§ WORK INSTRUCTION:
Retype, word for word, every line of the records below starting at the one that contains "Category: person in white jacket" and ending at the one that contains "Category: small signpost"; include both of those lines and nothing more.

§ DATA RECORDS:
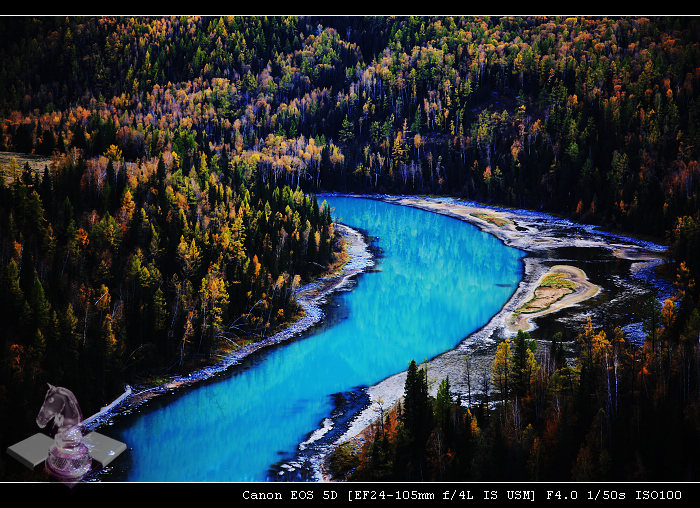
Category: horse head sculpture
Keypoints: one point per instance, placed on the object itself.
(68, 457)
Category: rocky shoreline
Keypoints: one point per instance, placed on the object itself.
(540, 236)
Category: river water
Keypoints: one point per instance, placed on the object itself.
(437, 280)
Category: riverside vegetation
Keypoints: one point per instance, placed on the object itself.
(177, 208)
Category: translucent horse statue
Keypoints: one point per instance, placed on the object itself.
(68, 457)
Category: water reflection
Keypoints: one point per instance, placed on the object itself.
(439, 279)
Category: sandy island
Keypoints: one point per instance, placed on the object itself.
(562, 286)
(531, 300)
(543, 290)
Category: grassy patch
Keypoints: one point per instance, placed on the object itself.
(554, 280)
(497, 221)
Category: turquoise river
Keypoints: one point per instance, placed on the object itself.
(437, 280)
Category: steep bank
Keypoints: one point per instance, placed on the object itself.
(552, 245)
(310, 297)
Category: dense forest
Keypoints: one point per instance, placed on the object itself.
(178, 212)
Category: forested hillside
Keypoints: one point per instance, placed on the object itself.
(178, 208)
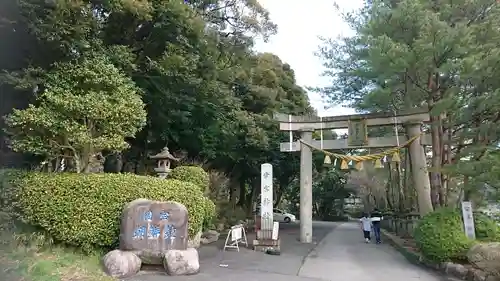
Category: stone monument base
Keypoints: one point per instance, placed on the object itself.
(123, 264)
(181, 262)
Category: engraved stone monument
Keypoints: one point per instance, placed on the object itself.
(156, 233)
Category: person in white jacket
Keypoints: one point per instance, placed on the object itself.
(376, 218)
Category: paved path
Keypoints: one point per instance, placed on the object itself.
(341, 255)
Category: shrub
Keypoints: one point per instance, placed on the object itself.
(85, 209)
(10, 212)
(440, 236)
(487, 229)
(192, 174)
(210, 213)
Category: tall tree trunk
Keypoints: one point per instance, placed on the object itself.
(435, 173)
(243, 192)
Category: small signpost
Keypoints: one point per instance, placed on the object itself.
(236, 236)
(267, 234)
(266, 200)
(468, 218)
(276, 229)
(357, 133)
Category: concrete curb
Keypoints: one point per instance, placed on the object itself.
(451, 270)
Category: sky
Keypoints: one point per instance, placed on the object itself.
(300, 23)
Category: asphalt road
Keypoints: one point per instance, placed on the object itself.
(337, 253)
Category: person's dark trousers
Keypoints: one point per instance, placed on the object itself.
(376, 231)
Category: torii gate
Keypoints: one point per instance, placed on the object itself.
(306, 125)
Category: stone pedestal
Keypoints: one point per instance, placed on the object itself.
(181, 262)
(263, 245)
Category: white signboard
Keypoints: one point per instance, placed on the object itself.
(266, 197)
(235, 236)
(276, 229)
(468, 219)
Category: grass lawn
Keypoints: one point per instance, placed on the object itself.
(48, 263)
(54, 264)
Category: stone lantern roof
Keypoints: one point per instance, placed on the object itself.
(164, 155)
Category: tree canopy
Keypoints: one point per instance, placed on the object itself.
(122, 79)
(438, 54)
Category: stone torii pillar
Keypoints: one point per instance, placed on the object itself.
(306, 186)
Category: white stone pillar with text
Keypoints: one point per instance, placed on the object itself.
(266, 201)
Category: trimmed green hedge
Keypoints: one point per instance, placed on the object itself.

§ WRITTEN ANSWER:
Category: person in white jacket
Keypoints: one point per instance, placed on the object itself.
(376, 218)
Category: paved path
Keypoints: one point per instance, placed on the object itself.
(341, 255)
Category: shrub
Keypoints: one point per instance, placed on the object itself.
(85, 209)
(10, 212)
(440, 236)
(487, 229)
(192, 174)
(210, 213)
Category: tall tree trunk
Keypoints: one point per instance, placed on the object itself.
(435, 173)
(243, 192)
Category: small signpost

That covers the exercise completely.